• What is expected: Please rewrite the items starting at the line that contains "Can you find the building" and ending at the last item, multiplying every x and y coordinate in the answers by 2.5 and rounding each result to a whole number, with halves rounded up. Keep the requests unchanged, give only these lines, and leave out the pictures.

• Input data:
%%

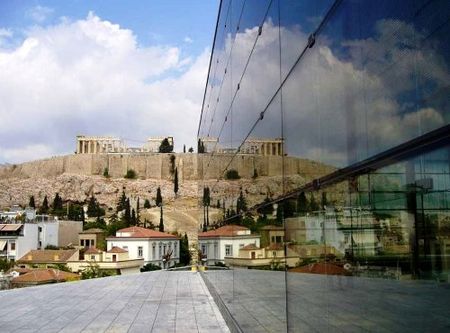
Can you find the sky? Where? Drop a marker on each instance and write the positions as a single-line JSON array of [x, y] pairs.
[[130, 69]]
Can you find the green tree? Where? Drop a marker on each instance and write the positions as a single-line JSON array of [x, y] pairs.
[[133, 220], [150, 267], [138, 215], [94, 209], [313, 205], [165, 146], [122, 202], [147, 203], [31, 203], [161, 220], [158, 200], [324, 200], [241, 205], [175, 182], [302, 203], [44, 208], [185, 254], [57, 206], [76, 212], [127, 215]]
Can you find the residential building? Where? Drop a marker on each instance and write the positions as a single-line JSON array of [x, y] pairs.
[[272, 256], [93, 237], [116, 259], [16, 239], [217, 244], [59, 233], [47, 258], [152, 246]]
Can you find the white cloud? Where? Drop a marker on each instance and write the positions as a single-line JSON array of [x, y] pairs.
[[26, 153], [39, 13], [5, 32], [343, 102], [91, 77]]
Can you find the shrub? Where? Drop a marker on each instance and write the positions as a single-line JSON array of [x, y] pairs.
[[232, 174], [131, 174], [150, 267]]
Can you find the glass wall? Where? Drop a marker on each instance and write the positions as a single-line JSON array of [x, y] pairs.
[[325, 165]]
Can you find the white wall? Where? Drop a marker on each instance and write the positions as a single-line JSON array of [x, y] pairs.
[[27, 242], [236, 242], [147, 247], [49, 234]]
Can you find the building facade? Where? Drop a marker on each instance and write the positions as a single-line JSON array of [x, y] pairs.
[[154, 247], [218, 244], [359, 89]]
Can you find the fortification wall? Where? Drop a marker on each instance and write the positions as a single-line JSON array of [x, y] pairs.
[[159, 166]]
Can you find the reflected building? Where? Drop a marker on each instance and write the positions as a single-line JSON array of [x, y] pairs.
[[360, 91]]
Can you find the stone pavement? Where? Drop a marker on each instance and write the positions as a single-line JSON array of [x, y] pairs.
[[159, 301], [320, 303]]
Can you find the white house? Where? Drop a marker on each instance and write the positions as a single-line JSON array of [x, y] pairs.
[[225, 241], [153, 246], [16, 239]]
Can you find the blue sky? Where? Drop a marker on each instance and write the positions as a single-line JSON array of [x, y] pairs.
[[132, 69]]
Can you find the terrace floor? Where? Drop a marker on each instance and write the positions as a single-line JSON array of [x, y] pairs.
[[159, 301]]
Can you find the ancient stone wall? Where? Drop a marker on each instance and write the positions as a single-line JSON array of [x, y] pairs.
[[159, 166]]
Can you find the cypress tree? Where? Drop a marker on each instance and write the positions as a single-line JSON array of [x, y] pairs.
[[161, 220], [147, 203], [31, 203], [44, 207], [158, 197], [175, 185]]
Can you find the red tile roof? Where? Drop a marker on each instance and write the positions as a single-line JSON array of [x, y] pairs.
[[249, 247], [116, 249], [275, 247], [92, 250], [45, 276], [47, 256], [139, 232], [225, 231], [321, 268], [272, 227]]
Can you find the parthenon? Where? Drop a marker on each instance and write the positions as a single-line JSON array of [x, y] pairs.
[[109, 144]]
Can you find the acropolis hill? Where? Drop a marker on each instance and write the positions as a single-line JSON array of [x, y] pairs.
[[79, 175]]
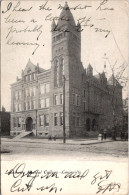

%%

• Solution to this problem:
Can you find the building facade? Where? Drop a marker on each instance and write the positions as a single-line JSON array of [x, y] pairs.
[[385, 618], [545, 610], [898, 223]]
Can you find the fortification wall? Where? Drop a marker on each instance and write the positions as a single-line JSON array of [x, y] pairs.
[[398, 415]]
Can you find the reflected building? Where? Drop a marker on each instance and write the positions as a single-line JSON array of [x, y] pairs.
[[900, 228]]
Can you find the stone pavement? Where? Drop a marker on each instance and write the positions as a single-line JSON array of [x, y] pairs.
[[398, 753], [800, 758]]
Can you find the white house? Where? Drop a marker on each instance and write the positions as a single-line JSON array of [x, y] pairs.
[[563, 603], [383, 615], [40, 598]]
Can you find the blue sky? Where? Drop a marker on each instance and write the positions as a single-line JSON array of [x, y] pairs.
[[330, 173]]
Can you find the terrace floor? Where? Drop a marker on each instance and write the positions as a single-line JSON array of [x, y] pairs.
[[398, 753]]
Can you find the ancient stone wall? Where? Drop a marker on each instance and write the positions as a single-line JSON array of [x, y] pairs.
[[398, 415]]
Can you find the cypress tree? Where? Drop a marker on each instance and write the positions as a single-line JSON array of [x, y] pairs.
[[403, 550], [368, 508], [78, 508], [110, 518], [395, 493], [438, 463]]
Can you find the red tile roof? Where? Drop a marker on each instance and write the positions as a single-line JSON array of [x, y] pairs.
[[623, 618], [290, 623], [688, 618], [230, 625], [113, 690], [118, 640], [348, 580], [563, 578], [803, 670], [680, 568]]
Can you find the parthenon? Where? Drop a marker on each instance and write the positions as a single-line JSON array of [x, y] pairs.
[[273, 360]]
Can you find the acropolis hill? Where? Drop a marker on each instance and write the positions as a single-line JSON array of [x, y] pairs.
[[198, 438]]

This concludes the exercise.